§ ABOUT THIS TASK: Locate the line that contains "Query: camel knee". Reproduce it and all following lines up to the end of the material, exactly and with nothing added.

§ AVAILABLE DATA:
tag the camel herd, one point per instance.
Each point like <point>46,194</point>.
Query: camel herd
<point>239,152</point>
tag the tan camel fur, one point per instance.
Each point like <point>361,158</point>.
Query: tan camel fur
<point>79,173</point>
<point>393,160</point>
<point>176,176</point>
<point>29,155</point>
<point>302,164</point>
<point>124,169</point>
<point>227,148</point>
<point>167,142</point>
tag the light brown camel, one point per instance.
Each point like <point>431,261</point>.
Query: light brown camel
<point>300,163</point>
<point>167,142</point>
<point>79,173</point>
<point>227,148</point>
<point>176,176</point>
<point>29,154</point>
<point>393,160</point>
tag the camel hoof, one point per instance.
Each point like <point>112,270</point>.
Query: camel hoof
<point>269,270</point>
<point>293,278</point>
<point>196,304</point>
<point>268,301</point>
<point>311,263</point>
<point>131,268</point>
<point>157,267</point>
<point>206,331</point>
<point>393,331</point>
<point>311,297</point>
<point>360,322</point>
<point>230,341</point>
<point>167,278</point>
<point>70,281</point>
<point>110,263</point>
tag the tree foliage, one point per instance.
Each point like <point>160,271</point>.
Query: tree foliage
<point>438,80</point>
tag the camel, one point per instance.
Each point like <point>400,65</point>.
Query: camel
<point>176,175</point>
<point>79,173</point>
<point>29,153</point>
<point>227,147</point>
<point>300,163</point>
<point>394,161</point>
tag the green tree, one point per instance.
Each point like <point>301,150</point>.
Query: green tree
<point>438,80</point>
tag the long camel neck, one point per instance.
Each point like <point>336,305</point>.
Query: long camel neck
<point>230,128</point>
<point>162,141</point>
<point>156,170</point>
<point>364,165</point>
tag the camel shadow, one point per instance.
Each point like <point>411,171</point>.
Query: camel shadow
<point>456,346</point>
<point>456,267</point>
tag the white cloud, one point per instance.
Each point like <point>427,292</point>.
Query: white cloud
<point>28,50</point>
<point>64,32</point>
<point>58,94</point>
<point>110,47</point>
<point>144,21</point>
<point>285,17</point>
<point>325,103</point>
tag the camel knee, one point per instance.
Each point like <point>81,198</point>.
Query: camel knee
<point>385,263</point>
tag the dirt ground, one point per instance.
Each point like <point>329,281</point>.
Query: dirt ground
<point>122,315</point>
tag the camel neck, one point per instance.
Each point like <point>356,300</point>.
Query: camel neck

§ SOLUTION TO THIS EXERCISE:
Query: camel knee
<point>385,263</point>
tag the dirt ground, one point per instance.
Each point like <point>329,281</point>.
Query: dirt ground
<point>122,315</point>
tag the camel neck, one point per instance.
Each point like <point>356,300</point>.
Query: camel neck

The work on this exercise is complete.